What you need to do:
(1) Echo the world history passage word for word, starting at "The leading exponent" and ending at "interactions between them.".
(2) Answer from the world history passage:
(a) Which three sources do the strands that have come together come from?
(b) Who is named as the leading exponent of the first strand?
(c) In what year did the last of Toynbee's twelve volumes appear?

** Begin Source excerpt **

The answer I believe lies in a significant shift in world history studies in the last quarter-century. Three strands in particular have come together, one from the study of civilizations, another from the concept of world-systems, and the third from the idea of global history. Together they map out a course across the millennia.
The leading exponent of the first strand is William H. McNeill, an early associate of Arnold J. Toynbee who in a famous study treated civilizations as separate but related entities.3 After the appearance of the last of Toynbee’s twelve volumes in 1961 McNeill set out to improve on him ‘by showing how the separated civilisations of Eurasia interacted’.4 Finally he concluded that ‘a proper world history ought to focus primarily upon changes in the ecumenical world system, and then proceed to fit developments within separate civilisations … into the pattern of that fluctuating whole.’5 From McNeill, therefore, we have the idea that civilizations in themselves are a valid field of study, as well as the interactions between them.

** End Source excerpt **
** Begin Data provided **

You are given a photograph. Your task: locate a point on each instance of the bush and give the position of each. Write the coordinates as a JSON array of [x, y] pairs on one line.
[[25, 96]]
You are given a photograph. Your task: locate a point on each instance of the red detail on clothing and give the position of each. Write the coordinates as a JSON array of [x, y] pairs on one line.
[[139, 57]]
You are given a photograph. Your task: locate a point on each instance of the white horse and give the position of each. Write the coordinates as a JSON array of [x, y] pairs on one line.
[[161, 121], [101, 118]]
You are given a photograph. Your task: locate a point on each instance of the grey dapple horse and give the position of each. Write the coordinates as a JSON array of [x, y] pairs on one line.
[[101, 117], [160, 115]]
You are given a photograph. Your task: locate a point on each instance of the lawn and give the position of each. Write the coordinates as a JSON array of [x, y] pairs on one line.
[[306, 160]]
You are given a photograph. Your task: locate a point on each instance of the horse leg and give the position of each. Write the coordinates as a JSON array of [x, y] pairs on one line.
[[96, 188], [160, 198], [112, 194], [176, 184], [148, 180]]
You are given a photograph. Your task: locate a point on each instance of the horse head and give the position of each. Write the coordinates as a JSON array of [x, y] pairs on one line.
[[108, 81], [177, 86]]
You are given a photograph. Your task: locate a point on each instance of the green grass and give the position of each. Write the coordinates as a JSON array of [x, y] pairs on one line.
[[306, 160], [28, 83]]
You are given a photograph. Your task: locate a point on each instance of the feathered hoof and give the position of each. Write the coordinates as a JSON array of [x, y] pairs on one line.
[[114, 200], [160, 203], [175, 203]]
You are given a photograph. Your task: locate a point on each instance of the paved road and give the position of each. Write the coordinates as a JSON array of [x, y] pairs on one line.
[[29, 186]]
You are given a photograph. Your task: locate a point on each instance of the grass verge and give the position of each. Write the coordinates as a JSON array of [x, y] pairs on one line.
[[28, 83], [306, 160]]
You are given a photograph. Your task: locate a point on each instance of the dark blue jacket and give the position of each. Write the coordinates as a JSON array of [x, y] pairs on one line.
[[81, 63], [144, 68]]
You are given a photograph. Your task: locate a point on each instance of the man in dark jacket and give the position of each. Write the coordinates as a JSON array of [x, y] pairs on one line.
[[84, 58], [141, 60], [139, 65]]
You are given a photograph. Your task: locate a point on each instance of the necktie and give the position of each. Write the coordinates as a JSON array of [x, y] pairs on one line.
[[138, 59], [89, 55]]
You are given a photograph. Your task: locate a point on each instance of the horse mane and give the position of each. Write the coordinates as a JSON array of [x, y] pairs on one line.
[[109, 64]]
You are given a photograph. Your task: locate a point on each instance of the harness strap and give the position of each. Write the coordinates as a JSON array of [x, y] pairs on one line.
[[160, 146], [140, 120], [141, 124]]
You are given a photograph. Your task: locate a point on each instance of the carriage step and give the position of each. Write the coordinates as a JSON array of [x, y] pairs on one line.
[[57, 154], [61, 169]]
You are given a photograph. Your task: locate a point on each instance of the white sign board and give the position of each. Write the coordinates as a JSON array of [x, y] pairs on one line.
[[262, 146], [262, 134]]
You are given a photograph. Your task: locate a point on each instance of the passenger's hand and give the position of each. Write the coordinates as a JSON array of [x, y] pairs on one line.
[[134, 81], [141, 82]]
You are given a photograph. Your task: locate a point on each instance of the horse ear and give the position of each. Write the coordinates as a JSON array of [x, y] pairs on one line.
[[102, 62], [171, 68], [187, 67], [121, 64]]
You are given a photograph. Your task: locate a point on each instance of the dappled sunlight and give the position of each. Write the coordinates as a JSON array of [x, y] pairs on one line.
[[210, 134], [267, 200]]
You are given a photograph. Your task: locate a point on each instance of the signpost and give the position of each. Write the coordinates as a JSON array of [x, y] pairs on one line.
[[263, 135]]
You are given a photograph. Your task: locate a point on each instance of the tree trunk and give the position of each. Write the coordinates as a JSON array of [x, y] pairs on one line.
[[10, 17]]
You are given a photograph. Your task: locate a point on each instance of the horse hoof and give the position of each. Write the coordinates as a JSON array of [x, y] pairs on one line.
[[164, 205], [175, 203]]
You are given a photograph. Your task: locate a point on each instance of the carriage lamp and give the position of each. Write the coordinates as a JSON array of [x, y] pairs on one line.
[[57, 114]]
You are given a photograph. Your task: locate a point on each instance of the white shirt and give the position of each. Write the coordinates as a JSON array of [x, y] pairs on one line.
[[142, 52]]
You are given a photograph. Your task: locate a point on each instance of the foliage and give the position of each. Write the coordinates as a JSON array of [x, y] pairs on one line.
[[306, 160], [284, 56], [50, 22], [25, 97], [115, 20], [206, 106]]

** End Data provided **

Full answers:
(1)
The leading exponent of the first strand is William H. McNeill, an early associate of Arnold J. Toynbee who in a famous study treated civilizations as separate but related entities.3 After the appearance of the last of Toynbee’s twelve volumes in 1961 McNeill set out to improve on him ‘by showing how the separated civilisations of Eurasia interacted’.4 Finally he concluded that ‘a proper world history ought to focus primarily upon changes in the ecumenical world system, and then proceed to fit developments within separate civilisations … into the pattern of that fluctuating whole.’5 From McNeill, therefore, we have the idea that civilizations in themselves are a valid field of study, as well as the interactions between them.

(2)
(a) The study of civilizations, the concept of world-systems, and the idea of global history.
(b) William H. McNeill.
(c) 1961.